-- Given records follows --
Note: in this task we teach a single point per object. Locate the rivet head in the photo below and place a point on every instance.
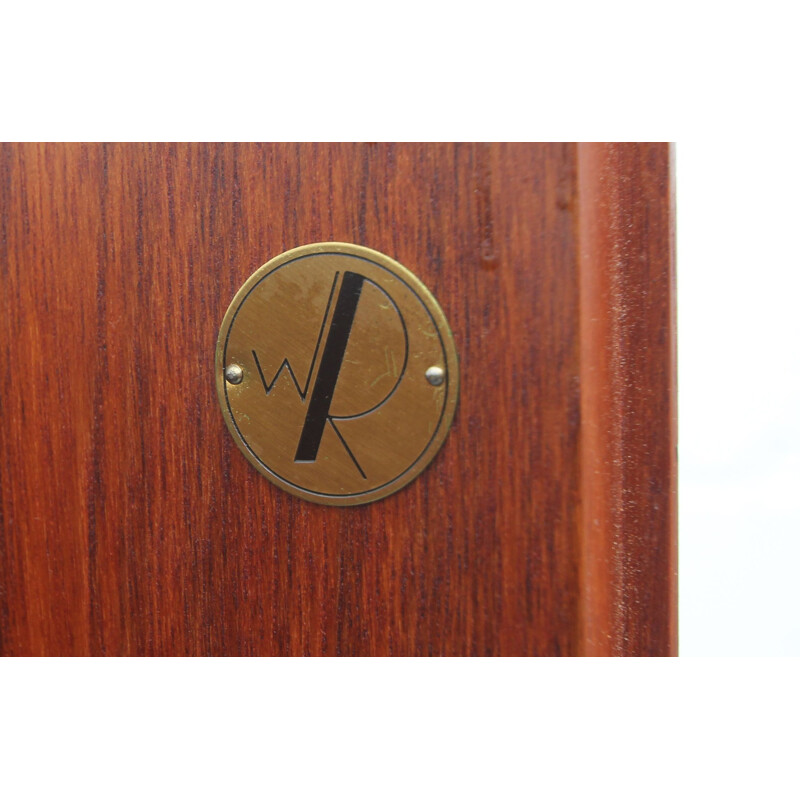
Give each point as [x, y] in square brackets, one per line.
[435, 376]
[234, 374]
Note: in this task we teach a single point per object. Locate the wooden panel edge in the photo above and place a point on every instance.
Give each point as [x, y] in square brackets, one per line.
[628, 462]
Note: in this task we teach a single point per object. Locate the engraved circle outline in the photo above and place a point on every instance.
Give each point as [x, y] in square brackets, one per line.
[391, 272]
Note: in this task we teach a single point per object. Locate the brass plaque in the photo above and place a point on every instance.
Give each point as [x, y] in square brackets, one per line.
[337, 373]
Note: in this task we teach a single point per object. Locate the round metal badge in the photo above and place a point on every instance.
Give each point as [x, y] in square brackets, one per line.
[337, 373]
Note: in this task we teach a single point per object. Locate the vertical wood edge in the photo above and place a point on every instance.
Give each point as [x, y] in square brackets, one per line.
[628, 528]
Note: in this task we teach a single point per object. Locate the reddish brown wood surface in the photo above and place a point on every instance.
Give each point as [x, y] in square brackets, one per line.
[131, 525]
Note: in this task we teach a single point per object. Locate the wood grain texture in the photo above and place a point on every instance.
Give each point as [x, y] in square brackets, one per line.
-- Given records concluded --
(What the task requires)
Retype the entries word for word. Omit any images.

(Solution to this exercise)
Note: in this task we teach a single point per object. Locate the rivet head in the photo below and place a point on every instance.
Give each point as [x, y] in square brackets, one per line.
[435, 376]
[234, 374]
Note: in this task we teach a single point per object. Locate the wooden panel edge in the photo above and place a point on every instance.
Give each point as [x, y] in square brackets, one per line.
[628, 462]
Note: in this task we teach a single point per object. Locate the engraved circle outline in the photo above and place a point on every instance.
Give each point as [x, y] in square brackets, one per line.
[391, 272]
Note: in this task we teach a single point per object. Locate the brass plaque in the photo above and place a point on every instance.
Give each point as [x, y] in square brackets, one per line.
[337, 373]
Note: in this task we teach a single point per object. Locate the round metal badge in the photo above and place a point on every instance.
Give each point as [x, y] in square brackets, one per line.
[337, 373]
Note: in this task we teach a single point per object. Locate the vertical wood edge in the photo above and place a point on every instance.
Give each point as [x, y] in square brackets, one per line.
[628, 528]
Note: in this task we teach a single point per object. Locate the reddish brown wood surface in the photo above and place a point on every instance.
Give each point as [x, y] in square brackets, one per line.
[131, 525]
Note: in this task we teach a single point per object. Locate the wood grain texture in the photo above and place a point on every instance.
Give each point as [x, y] in square brackets, one per line.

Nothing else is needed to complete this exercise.